- TASK TO COMPLETE -
Please report how many lines of the data below contain the string "black", treating uppercase and lowercase letters as different. Give only the number.

***** DATASET ROWS *****

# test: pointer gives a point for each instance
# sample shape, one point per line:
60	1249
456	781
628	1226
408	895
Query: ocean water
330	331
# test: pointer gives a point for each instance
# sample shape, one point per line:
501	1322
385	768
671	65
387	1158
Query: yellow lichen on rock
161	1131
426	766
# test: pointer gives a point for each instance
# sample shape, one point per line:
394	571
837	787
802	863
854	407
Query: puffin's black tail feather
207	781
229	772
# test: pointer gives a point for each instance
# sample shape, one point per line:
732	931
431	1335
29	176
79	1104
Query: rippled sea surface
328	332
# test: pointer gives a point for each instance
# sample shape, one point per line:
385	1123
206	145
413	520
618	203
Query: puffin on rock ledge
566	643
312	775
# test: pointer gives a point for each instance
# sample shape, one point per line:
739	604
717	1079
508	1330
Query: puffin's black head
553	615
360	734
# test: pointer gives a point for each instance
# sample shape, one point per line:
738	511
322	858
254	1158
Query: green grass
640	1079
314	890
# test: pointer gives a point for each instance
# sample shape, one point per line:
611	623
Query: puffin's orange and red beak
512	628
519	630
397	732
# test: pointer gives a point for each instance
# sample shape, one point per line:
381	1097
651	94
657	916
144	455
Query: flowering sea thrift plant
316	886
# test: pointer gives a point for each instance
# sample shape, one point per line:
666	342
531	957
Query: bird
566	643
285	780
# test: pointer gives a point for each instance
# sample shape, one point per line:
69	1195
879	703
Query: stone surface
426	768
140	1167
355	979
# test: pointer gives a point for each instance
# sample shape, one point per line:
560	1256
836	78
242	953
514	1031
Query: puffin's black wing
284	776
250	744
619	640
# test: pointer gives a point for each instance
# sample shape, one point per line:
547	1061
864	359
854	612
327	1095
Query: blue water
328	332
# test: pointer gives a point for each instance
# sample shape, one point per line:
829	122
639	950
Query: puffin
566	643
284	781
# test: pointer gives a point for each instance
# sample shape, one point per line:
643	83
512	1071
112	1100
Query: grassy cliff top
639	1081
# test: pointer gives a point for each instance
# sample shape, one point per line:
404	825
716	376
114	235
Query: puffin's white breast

*****

- TASK RESULT -
3